== Task input ==

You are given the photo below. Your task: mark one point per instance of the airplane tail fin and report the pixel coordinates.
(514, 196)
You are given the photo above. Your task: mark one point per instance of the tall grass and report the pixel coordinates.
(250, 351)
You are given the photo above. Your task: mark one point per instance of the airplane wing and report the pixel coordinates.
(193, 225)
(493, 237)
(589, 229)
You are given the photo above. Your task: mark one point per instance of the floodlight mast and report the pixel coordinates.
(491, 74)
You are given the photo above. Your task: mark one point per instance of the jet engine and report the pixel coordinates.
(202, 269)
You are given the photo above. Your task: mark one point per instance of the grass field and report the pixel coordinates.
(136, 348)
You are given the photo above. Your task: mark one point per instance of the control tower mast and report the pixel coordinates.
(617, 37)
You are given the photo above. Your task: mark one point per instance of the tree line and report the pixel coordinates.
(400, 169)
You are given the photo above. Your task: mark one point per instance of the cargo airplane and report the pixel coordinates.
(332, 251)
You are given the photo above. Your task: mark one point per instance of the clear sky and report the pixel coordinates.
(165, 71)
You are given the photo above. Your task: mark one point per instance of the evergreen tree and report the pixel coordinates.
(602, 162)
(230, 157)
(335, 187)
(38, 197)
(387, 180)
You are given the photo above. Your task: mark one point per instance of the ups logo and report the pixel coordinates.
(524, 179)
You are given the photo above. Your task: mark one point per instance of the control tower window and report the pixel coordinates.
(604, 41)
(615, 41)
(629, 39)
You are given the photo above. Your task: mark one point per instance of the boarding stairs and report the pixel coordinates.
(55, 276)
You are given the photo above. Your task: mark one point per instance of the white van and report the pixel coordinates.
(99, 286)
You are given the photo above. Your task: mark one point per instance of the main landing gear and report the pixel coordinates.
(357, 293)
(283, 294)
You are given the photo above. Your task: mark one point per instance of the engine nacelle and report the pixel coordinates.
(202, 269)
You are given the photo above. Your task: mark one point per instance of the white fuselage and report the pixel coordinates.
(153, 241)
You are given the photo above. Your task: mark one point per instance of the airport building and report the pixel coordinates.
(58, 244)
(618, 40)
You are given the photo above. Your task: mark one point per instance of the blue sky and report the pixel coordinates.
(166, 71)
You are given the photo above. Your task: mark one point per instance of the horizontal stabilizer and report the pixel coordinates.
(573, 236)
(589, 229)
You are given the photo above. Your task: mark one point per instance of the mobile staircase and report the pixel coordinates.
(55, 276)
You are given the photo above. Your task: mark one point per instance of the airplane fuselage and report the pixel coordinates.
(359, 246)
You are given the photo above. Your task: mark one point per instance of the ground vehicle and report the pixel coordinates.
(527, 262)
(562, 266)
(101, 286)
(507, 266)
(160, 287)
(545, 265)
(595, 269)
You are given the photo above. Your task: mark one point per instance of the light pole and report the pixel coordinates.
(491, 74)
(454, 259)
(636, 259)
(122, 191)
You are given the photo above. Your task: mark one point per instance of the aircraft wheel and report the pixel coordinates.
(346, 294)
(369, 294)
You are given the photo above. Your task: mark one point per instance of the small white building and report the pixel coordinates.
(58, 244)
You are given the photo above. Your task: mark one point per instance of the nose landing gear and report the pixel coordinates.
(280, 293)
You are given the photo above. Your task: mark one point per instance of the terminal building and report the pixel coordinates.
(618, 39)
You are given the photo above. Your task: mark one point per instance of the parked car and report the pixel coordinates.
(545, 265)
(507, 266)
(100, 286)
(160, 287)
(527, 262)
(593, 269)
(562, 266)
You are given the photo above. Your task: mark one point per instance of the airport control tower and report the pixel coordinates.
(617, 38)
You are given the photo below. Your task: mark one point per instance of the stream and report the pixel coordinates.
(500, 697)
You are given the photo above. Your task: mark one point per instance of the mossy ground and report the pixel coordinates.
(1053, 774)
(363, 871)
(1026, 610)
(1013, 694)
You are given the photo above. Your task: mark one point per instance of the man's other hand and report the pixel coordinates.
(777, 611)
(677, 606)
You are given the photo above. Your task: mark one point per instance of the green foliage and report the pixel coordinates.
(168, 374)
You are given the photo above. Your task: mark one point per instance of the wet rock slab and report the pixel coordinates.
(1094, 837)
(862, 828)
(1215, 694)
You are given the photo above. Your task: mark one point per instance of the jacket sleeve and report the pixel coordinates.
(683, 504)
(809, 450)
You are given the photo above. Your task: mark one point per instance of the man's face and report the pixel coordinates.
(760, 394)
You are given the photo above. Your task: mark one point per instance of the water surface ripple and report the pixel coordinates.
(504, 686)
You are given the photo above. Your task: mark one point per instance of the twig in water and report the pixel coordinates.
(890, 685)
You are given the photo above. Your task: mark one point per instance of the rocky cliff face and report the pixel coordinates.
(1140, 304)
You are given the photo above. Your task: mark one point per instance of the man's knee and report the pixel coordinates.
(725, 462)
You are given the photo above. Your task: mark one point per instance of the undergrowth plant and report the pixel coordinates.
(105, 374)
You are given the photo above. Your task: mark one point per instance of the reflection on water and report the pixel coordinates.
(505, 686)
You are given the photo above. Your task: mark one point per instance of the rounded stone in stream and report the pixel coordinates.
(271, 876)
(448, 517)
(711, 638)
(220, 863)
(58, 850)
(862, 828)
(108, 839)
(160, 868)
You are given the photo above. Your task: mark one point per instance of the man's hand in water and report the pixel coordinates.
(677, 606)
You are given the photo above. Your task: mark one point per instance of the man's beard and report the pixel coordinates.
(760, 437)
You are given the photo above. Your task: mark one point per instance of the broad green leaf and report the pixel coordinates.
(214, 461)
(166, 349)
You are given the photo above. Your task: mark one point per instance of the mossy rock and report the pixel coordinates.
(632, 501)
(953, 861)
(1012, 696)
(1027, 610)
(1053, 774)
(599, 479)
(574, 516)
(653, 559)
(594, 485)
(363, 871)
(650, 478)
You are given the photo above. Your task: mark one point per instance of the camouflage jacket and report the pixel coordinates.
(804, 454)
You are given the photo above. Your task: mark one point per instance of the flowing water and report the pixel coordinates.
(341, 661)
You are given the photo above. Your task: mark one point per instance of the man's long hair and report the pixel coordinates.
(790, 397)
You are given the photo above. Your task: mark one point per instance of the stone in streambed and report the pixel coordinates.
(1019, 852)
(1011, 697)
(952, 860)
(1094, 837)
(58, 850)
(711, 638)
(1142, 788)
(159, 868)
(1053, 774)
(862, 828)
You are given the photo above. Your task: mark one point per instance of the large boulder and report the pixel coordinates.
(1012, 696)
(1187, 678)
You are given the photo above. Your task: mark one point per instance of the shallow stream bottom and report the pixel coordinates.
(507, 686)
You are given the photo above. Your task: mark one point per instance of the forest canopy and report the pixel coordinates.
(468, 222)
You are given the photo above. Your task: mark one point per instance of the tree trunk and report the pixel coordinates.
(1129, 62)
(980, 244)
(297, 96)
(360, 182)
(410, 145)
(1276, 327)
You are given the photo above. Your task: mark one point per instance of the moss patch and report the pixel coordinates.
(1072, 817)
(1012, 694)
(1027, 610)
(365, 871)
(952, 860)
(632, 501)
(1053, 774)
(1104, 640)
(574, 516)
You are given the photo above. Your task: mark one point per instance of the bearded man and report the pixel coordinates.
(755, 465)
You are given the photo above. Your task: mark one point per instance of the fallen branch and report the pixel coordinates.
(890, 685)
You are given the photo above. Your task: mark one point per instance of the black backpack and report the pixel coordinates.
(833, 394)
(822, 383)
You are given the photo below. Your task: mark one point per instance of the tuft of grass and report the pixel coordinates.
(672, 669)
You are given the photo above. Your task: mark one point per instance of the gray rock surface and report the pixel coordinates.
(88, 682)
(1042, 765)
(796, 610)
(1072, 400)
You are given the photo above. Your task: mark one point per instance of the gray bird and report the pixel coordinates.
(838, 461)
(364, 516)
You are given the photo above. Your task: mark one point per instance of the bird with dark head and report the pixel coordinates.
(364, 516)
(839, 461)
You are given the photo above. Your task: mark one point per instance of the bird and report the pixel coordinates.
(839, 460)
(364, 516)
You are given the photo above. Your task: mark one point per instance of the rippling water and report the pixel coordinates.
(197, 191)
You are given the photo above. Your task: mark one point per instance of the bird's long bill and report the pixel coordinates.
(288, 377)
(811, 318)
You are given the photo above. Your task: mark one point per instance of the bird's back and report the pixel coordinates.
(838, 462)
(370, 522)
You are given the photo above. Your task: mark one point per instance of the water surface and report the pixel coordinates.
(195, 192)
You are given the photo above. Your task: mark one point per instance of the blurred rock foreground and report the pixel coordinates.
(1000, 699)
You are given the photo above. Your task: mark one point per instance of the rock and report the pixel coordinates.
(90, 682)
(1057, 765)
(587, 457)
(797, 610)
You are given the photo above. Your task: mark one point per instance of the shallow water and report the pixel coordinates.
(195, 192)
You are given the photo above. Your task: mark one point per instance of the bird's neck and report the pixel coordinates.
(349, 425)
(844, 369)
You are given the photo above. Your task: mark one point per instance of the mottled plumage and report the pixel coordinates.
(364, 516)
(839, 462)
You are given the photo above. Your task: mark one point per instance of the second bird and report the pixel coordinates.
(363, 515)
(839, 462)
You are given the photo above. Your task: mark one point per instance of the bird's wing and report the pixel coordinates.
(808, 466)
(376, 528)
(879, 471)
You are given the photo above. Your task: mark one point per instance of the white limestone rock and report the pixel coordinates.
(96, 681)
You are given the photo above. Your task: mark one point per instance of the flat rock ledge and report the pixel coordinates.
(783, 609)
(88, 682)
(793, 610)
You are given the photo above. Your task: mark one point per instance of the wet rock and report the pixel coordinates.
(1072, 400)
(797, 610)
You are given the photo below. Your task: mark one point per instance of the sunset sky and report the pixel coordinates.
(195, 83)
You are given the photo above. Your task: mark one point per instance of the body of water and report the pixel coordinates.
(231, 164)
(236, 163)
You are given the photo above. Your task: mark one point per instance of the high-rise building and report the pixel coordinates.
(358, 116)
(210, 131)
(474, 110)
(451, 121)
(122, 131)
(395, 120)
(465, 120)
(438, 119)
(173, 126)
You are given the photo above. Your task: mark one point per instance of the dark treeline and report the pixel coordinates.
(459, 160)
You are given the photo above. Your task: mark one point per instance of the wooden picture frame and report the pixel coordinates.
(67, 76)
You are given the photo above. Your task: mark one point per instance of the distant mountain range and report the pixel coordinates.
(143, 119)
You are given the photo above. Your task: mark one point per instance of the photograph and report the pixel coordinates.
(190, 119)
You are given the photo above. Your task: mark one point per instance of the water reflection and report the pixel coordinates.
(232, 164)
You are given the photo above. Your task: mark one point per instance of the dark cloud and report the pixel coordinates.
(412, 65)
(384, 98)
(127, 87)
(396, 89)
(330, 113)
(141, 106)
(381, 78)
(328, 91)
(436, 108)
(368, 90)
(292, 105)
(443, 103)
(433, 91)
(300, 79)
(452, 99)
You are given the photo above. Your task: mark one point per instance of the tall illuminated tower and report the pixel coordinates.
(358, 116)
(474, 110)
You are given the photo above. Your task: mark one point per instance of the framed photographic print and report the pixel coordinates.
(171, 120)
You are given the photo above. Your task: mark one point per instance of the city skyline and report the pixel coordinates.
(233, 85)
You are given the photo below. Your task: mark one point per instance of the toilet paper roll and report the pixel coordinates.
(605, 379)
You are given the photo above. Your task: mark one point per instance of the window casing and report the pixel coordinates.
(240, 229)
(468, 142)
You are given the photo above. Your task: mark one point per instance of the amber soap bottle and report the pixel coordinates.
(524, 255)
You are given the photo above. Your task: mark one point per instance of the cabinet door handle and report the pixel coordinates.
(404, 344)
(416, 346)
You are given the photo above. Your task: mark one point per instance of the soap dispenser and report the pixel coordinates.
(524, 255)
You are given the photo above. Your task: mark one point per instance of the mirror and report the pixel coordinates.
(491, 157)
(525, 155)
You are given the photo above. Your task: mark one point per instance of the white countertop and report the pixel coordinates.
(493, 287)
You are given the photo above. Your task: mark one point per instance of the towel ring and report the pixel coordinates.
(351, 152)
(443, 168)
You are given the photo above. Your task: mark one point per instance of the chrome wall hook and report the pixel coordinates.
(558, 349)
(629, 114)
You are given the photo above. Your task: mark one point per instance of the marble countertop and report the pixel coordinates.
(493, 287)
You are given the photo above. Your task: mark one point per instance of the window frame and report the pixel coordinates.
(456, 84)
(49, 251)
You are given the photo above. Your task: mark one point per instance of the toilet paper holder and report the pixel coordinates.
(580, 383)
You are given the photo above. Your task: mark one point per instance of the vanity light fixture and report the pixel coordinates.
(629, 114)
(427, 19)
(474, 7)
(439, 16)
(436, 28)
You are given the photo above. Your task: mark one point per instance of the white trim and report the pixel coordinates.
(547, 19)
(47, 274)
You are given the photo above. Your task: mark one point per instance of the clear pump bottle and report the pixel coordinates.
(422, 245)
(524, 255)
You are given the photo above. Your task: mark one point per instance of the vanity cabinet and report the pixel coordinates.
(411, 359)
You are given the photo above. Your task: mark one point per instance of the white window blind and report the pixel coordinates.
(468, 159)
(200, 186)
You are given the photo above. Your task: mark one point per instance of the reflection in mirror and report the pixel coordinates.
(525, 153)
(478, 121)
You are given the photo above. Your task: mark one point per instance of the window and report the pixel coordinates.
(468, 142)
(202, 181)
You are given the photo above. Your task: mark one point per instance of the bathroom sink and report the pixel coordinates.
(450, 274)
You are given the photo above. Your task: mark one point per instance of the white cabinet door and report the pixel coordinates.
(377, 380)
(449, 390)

== Written exercise ==
Please put the stretch of the entries from the line containing "sink and report the pixel coordinates." through the end of the entries into a JSON list of strings, with one string per line and blank lines left out.

== Response ==
[
  "You are given the photo above. Your task: mark one point per instance of the bathroom sink and report the pixel coordinates.",
  "(450, 274)",
  "You are given the photo above. Your task: mark one point per instance of the white cabinet door and report the pixel coordinates.",
  "(377, 380)",
  "(449, 390)"
]